*LISTED ENTRIES*.
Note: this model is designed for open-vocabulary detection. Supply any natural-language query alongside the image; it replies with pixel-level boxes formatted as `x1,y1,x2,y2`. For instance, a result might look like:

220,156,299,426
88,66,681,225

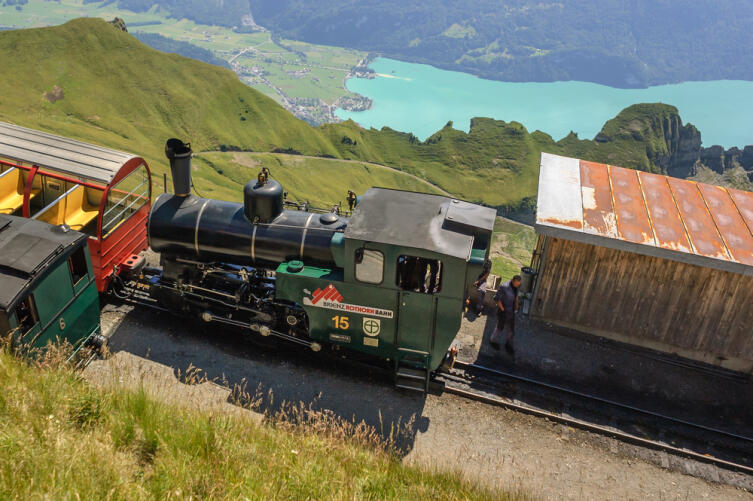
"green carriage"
0,215,101,358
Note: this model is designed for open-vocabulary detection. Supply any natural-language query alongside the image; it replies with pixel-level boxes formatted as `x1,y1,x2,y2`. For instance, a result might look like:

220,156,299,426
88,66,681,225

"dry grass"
228,378,416,455
1,329,100,371
0,341,525,500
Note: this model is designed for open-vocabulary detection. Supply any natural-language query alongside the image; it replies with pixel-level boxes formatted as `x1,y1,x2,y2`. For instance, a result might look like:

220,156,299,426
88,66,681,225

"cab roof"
0,215,85,310
0,121,140,184
345,188,496,260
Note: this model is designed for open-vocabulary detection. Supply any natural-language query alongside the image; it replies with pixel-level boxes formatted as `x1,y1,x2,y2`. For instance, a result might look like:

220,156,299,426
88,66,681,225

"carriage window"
102,164,149,235
13,295,39,336
396,256,442,294
68,246,88,285
0,312,9,338
355,249,384,284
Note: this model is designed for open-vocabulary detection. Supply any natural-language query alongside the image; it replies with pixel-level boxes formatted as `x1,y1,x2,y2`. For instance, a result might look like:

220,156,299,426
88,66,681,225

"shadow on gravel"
105,307,429,456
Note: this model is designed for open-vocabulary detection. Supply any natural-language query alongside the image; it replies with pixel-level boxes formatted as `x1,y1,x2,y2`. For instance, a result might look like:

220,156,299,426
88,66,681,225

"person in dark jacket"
491,275,521,354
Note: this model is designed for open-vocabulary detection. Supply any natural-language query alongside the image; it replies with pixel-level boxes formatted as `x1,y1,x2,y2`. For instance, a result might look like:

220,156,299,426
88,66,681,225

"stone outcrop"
699,145,725,174
594,104,752,184
109,18,128,33
689,144,753,182
665,121,702,179
709,145,753,182
742,146,753,170
677,142,753,183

*EXERCISE*. All of the listing is to be written out exactly, with the pictures left out.

*TASK RESPONSE*.
Note: this model is designed for open-vocabulary detection. Supply any natural-language query alongside the image; it replies with pixel-level boxes formatted as `x1,y1,x2,y2`. For instance, a result might look like:

220,156,299,426
88,66,681,225

"green carriage"
0,215,101,358
Note: this model is designed for open-vocabulary detection. Supply any natural-language query alongside the image; it replies with pixel-level boxes formatted as `x1,y1,x2,y2`. For instance, a result might look like:

220,156,299,426
88,66,681,225

"dry grass"
228,378,416,455
1,329,100,371
0,341,525,500
Note: this model is designed for open-vocabulary detection. Supply any natural-language query alongside the image; it replies with pixel-level boxes formatted as `x1,y1,x2,y2`. For instance, a result might look like:

220,156,299,426
88,66,681,225

"cab roof"
0,215,85,310
0,121,140,184
345,188,496,260
Note: this model is designed for open-vocabulary detection. Supply any natural-language query alongside the image; it replies with pixel-level boxes formatted as `x1,y1,x2,y2`. For instance, a result might look like:

220,156,299,426
88,66,681,225

"carriage window"
102,164,149,235
13,295,39,336
396,256,442,294
68,246,88,285
0,312,9,338
355,249,384,284
Note: this model is designed for open-vocabulary detection. Supply any natural-language query alongside the image; it replies with pixel-level boxes formatted as `x1,y1,x2,y2`. For instance, a result might look like:

220,156,299,426
88,66,681,225

"shadow on gravel"
105,307,429,456
Note: this model is designed for open-vocabulary detection. Supply any natural-language query alongside the image; it replies with pixel-level boxes formatted as `x1,y1,x2,y2`. For instance, a result might look like:

220,156,299,426
88,66,681,225

"person in dark jacket"
491,275,521,354
Note: this model is designed for open-vocabulary detection. Supply any natural-language query alongside the image; it replies with pixel-level boxes formatted as `x1,y1,x2,y2`. For instance, a result might look like:

220,156,299,426
88,66,681,225

"stone outcrop"
699,145,725,174
594,104,752,184
109,18,128,33
689,144,753,182
665,121,702,179
709,145,753,182
742,146,753,170
677,142,753,183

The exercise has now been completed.